Stored data

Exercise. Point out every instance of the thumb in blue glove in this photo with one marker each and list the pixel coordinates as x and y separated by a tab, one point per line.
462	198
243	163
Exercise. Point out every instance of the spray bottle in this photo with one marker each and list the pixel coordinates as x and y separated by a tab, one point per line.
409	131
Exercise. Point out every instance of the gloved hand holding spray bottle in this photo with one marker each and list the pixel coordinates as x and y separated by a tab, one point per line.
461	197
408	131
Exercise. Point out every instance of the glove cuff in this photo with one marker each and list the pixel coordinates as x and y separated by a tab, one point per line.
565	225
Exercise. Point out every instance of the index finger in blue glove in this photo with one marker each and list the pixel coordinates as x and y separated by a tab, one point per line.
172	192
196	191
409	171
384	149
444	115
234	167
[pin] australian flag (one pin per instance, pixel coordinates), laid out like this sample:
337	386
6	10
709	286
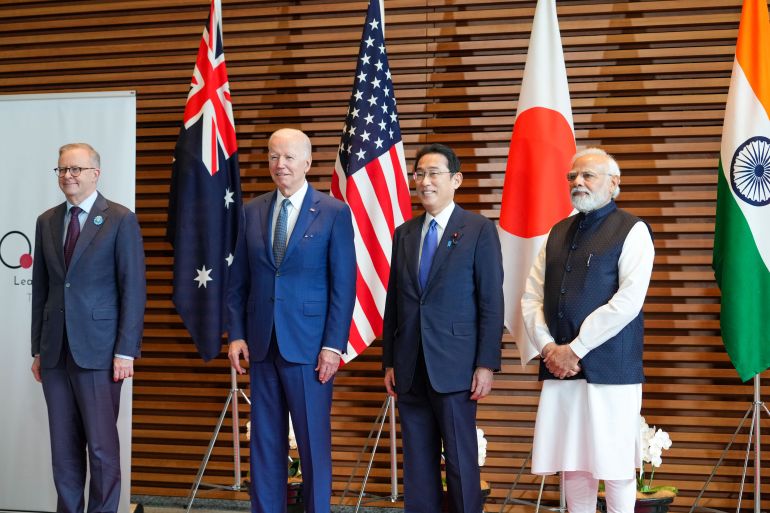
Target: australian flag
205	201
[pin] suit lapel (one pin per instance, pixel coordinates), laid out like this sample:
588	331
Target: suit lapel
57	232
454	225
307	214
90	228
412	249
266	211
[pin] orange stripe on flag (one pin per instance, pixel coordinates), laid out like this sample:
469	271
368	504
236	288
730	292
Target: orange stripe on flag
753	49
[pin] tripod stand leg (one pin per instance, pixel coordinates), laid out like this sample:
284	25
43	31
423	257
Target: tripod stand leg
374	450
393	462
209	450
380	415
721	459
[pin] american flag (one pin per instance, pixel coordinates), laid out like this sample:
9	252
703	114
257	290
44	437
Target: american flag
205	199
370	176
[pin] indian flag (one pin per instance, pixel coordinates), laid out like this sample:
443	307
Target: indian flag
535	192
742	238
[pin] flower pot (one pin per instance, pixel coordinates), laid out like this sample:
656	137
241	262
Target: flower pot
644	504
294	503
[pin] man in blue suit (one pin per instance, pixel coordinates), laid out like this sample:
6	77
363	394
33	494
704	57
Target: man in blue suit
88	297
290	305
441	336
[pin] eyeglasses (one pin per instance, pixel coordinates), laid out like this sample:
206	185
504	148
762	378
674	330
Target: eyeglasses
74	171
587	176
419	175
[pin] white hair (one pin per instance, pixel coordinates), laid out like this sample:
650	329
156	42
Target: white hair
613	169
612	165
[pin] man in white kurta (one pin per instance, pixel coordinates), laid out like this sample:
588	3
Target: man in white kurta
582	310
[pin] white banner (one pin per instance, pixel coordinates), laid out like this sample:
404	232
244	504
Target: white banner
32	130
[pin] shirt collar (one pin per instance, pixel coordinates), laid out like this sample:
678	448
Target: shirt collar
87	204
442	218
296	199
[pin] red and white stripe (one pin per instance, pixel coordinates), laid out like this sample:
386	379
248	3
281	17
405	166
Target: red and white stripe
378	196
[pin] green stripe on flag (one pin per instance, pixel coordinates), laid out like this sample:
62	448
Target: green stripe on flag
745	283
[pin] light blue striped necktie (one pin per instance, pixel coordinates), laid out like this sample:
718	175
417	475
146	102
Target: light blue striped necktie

■ Task statement
Scan the data for the string "necktie" and copy each line in which it occurs.

■ Response
[pin] light blue striped necktie (one pin per instance, pixel coordinates), laid out like this sample:
Target: light blue striped necktie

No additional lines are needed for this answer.